Extrait cité:

■ ■ ■ ■ ■ ■ ■

Toujours autant de monotonie pourtant, aucune vie en dehors de nos quatre âmes sur notre mobil home flottant, et à part les meutes de poissons volants qui rasent les flots (et pour les moins doués en pilotage, atterrissent sur le pont du bateau), à peine quelques oiseaux quotidiens, de jolies sternes blanches à très longue queue fines et des sortes de puffins sombres, et l'apparition fugace de très gros dauphins lors d'un coucher de soleil. A part un gros bateau de pêche au large du Cap Vert, un seul voilier apparaît lors d'un quart de Jérémy sur l'écran de l'AIS, un très grand voilier traditionnel reconverti. 


La deuxième partie du voyage a filé à toute vitesse, et nous voilà soudain à la veille du jour de l'arrivée, prévue le lendemain, à Pointe-à-Pitre, entre 20 et 22h. C'est déjà notre dernier coucher de soleil en mer, et malgré l'excitation de l'arrivée et de l'abordage d'un nouveau monde, une nostalgie un peu triste apparaît, alors que je sers une croziflette tout à fait de saison pour célébrer l'arrivée aux Antilles. C'est déjà le dernier soir de contemplation des étoiles sans pollution de lumière ou de terre pour masquer des coins de ciel, le dernier quart solitaire de chacun, sans les odeurs et les bruits des touristes, sans aucune nouvelle de l'âge de la retraite, des vaccins et du Covid, des grèves et de l'inflation. Dans ces dernières heures coupées du monde, tout semble encore possible. Et si l'ensemble des îles des Antilles avaient été recouvertes par la mer et qu'on ne les voyait jamais apparaître à l'horizon?

■ ■ ■ ■ ■ ■ ■

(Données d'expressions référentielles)

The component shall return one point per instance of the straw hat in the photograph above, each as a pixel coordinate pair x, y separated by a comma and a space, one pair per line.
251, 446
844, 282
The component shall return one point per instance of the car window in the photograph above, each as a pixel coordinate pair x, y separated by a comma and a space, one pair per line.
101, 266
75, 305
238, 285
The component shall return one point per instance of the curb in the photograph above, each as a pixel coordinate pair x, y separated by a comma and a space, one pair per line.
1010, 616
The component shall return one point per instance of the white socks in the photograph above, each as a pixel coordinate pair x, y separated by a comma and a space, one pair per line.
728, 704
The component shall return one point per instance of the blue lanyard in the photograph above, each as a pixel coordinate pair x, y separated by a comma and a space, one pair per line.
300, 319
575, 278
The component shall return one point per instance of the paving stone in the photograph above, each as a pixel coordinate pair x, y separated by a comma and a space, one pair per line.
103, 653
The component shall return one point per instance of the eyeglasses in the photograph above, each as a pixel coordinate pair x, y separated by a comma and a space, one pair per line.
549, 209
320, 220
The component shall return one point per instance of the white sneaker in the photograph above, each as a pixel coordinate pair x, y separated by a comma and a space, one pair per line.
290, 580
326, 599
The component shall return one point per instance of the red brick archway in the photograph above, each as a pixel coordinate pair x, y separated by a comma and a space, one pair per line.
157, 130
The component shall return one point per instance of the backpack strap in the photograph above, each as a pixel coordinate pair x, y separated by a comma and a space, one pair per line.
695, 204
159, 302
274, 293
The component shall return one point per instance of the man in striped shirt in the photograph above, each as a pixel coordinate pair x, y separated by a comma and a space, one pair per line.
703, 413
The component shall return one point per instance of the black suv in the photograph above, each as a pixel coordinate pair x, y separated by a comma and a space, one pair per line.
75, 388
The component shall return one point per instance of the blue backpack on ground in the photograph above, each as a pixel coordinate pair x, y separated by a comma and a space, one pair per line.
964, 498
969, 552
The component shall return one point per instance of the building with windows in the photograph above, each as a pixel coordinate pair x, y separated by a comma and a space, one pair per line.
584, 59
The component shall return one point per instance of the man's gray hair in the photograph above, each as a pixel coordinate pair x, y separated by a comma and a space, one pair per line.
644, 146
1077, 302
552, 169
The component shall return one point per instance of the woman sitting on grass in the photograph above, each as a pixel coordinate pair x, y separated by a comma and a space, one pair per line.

■ ■ ■ ■ ■ ■ ■

Votre consigne:
Reproduisez à l'identique tout ce qui va de « Toujours autant de » jusqu'à « voilier traditionnel reconverti. » dans le récit de traversée.

Résultat attendu:
Toujours autant de monotonie pourtant, aucune vie en dehors de nos quatre âmes sur notre mobil home flottant, et à part les meutes de poissons volants qui rasent les flots (et pour les moins doués en pilotage, atterrissent sur le pont du bateau), à peine quelques oiseaux quotidiens, de jolies sternes blanches à très longue queue fines et des sortes de puffins sombres, et l'apparition fugace de très gros dauphins lors d'un coucher de soleil. A part un gros bateau de pêche au large du Cap Vert, un seul voilier apparaît lors d'un quart de Jérémy sur l'écran de l'AIS, un très grand voilier traditionnel reconverti.